━━━━━ INPUT RECORDS

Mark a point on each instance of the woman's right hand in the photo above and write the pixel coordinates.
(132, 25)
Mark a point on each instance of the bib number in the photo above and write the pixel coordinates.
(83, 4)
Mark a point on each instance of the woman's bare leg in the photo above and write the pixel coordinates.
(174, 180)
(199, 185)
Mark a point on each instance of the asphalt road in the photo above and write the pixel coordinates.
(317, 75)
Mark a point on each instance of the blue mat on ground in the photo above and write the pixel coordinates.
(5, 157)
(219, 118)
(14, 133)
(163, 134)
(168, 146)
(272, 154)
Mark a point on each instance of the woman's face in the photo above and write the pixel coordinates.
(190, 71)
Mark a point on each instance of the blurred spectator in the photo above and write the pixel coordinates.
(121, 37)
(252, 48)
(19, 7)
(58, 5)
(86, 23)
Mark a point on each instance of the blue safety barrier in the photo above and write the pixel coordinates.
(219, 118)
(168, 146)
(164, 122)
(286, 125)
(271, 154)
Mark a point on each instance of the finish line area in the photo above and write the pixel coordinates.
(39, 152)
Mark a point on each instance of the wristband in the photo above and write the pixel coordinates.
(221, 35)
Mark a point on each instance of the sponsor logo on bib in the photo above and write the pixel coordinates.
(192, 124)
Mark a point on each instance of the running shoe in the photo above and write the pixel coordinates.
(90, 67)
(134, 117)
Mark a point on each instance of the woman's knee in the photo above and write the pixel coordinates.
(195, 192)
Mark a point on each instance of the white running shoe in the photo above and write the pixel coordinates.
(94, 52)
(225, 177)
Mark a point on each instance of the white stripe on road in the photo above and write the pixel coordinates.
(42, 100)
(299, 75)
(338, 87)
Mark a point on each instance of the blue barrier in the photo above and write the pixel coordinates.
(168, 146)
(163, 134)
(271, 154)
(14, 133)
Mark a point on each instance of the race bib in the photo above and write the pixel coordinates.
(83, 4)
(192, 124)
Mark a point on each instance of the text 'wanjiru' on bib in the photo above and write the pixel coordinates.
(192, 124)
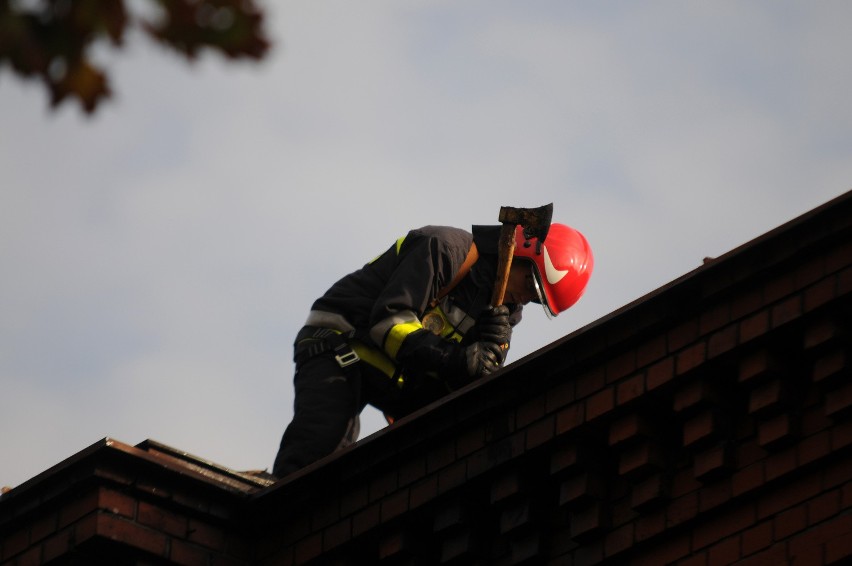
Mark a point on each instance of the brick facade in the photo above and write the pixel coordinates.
(707, 423)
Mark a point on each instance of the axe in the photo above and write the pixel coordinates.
(536, 223)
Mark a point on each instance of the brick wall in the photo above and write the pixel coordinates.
(707, 423)
(114, 504)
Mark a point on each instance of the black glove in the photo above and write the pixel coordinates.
(482, 358)
(493, 325)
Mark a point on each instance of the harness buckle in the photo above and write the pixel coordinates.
(346, 359)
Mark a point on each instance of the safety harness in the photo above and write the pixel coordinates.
(313, 341)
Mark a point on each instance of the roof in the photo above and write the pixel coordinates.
(689, 423)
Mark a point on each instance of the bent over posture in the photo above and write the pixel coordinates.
(414, 324)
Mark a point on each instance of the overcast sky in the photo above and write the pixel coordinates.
(156, 260)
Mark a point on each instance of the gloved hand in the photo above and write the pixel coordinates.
(493, 324)
(482, 358)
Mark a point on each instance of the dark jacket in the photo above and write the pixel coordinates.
(386, 302)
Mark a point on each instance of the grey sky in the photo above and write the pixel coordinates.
(158, 259)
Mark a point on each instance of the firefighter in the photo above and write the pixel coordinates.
(414, 324)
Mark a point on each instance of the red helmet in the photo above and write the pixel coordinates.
(564, 259)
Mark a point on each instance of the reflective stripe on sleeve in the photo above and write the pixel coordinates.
(398, 333)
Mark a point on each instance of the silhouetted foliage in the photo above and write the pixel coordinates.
(49, 40)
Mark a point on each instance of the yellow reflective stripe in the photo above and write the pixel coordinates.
(397, 334)
(374, 357)
(397, 247)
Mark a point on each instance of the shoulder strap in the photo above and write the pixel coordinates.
(472, 256)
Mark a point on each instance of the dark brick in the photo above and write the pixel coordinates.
(690, 358)
(618, 540)
(590, 382)
(166, 521)
(754, 326)
(337, 534)
(722, 341)
(529, 411)
(540, 432)
(651, 351)
(839, 401)
(681, 335)
(775, 430)
(714, 318)
(424, 491)
(621, 366)
(756, 538)
(452, 476)
(786, 311)
(600, 403)
(748, 479)
(394, 505)
(820, 294)
(700, 428)
(720, 527)
(570, 418)
(660, 373)
(630, 389)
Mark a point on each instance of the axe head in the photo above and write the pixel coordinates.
(535, 221)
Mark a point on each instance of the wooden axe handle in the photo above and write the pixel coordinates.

━━━━━━━━━━

● DIRECTIONS
All of the lines above should be printed exactly, minus the pictures.

● COMPLETE ANSWER
Mark a point on each instance of the woman's right hand in the photo above and write the pixel coordinates.
(132, 25)
Mark a point on each instance of the bib number in the photo above and write the pixel coordinates.
(83, 4)
Mark a point on each instance of the woman's bare leg in the photo above and write the pixel coordinates.
(174, 180)
(199, 185)
Mark a point on each instance of the asphalt road in the photo above and write the pixel coordinates.
(317, 75)
Mark a point on each instance of the blue mat on ground in the photo above and write the pixel coordinates.
(5, 157)
(219, 118)
(14, 133)
(163, 134)
(168, 146)
(272, 154)
Mark a point on each instance of the woman's face in the photo above and write the pixel coordinates.
(190, 71)
Mark a point on each instance of the blurred spectator in the photo above and write the pixel coordinates.
(121, 37)
(252, 48)
(19, 7)
(58, 5)
(86, 23)
Mark a point on each instance of the blue safety barrier in the photo above and write the pixel coordinates.
(219, 118)
(168, 146)
(164, 122)
(286, 125)
(271, 154)
Mark a point on each instance of the finish line area in the photo above and write the pixel coordinates.
(39, 152)
Mark a point on each instance of the wristband in the photo above and write the pixel coordinates.
(221, 35)
Mark a point on each instance of the sponsor logo on bib in the photo above and write the pixel coordinates.
(192, 124)
Mark a point on each instance of the running shoe in the photo above and write the pixel coordinates.
(90, 67)
(134, 117)
Mark a point on each instance of the woman's knee in the photo above and write the pixel coordinates.
(195, 192)
Mark a point on each instance of the white running shoe in the photo above and write the pixel coordinates.
(94, 52)
(225, 177)
Mark a point on each instance of the white stripe on road in the photo above and write the pixel coordinates.
(42, 100)
(299, 75)
(338, 87)
Mark a point on each instance of the blue barrier in the photo above and write the pixel coordinates.
(168, 146)
(163, 134)
(271, 154)
(14, 133)
Mark a point on each instance of the race bib in the photo above and write the pixel coordinates.
(83, 4)
(192, 124)
Mark a point on each instance of the text 'wanjiru' on bib in the photo above and write the pixel coordinates.
(192, 124)
Mark a point on each instance of the brick facade in the photo above and write the pixel coordinates.
(707, 423)
Mark a point on each instance of the axe in the photo above and write the pixel coordinates.
(536, 223)
Mark a point on each instance of the brick wall in the photo above and write the pixel coordinates.
(707, 423)
(114, 504)
Mark a point on each instance of the black glove in the photo above and write the pixel coordinates.
(482, 358)
(493, 325)
Mark a point on each instance of the harness buckle in the photo above and write the pixel coordinates.
(346, 359)
Mark a point on each instance of the safety harness in the photo above and write the pixel coordinates.
(313, 341)
Mark a point on each instance of the roof in the photo above and write the pixel coordinates.
(689, 423)
Mark a point on each instance of the bent over posture in the photo above and write the pixel coordinates.
(414, 324)
Mark a point on each instance of the overcast sky in the photo above and write the pixel coordinates.
(156, 260)
Mark a point on each instance of the gloved hand in the photo above and write the pixel coordinates.
(493, 324)
(482, 358)
Mark a point on each instance of the dark jacket in the photo above and write the pixel coordinates.
(386, 302)
Mark a point on each instance of the grey sky in the photo above and write the pixel coordinates.
(158, 259)
Mark a point on each instance of the firefighter in the photo above and write the pixel coordinates.
(414, 324)
Mark a point on each instance of the red helmet in the photo above and write the pixel coordinates.
(564, 259)
Mark a point on each instance of the reflective stripe on sleeve in the photo above and write the pixel coordinates.
(398, 333)
Mark a point on each instance of the silhouetted foliage in the photo above and write the pixel coordinates.
(49, 40)
Mark a point on each instance of the yellow reflective stripe in the photo above and write the pixel coordinates.
(397, 334)
(374, 357)
(397, 247)
Mark a point on each instance of the shoulder strap in the photo above and write the pixel coordinates.
(472, 256)
Mark a point on each instance of the dark brick in the photo above and write the pixel coordinates.
(690, 358)
(618, 540)
(590, 382)
(166, 521)
(754, 326)
(337, 534)
(722, 341)
(529, 411)
(540, 432)
(651, 351)
(839, 401)
(681, 335)
(775, 430)
(714, 318)
(424, 491)
(621, 366)
(756, 538)
(452, 476)
(786, 311)
(600, 403)
(748, 479)
(394, 505)
(820, 294)
(700, 428)
(720, 527)
(570, 418)
(660, 373)
(630, 389)
Mark a point on each instance of the axe head in the photo above and write the pixel coordinates.
(535, 221)
Mark a point on each instance of the wooden axe handle in the photo above and write the pixel coordinates.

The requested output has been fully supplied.